Read through the listing, and wherever a line holds the word "instance", return it.

● MATERIAL TO PROCESS:
+ + +

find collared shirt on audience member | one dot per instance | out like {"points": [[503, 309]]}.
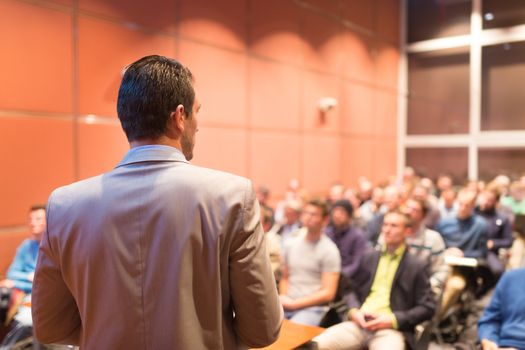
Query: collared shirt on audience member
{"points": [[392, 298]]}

+ + +

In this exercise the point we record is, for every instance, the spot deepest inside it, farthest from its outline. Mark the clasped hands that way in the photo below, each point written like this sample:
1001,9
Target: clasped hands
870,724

+ + +

● SOLVED EXERCISE:
find collared shirt on audience member | one dot per instance | out like {"points": [[503, 309]]}.
In this exercise the point we record is, for every instance, the spot deepest inside it, farthest from its outline. Mark the clasped hands that way in the photo below, each point written like this sample:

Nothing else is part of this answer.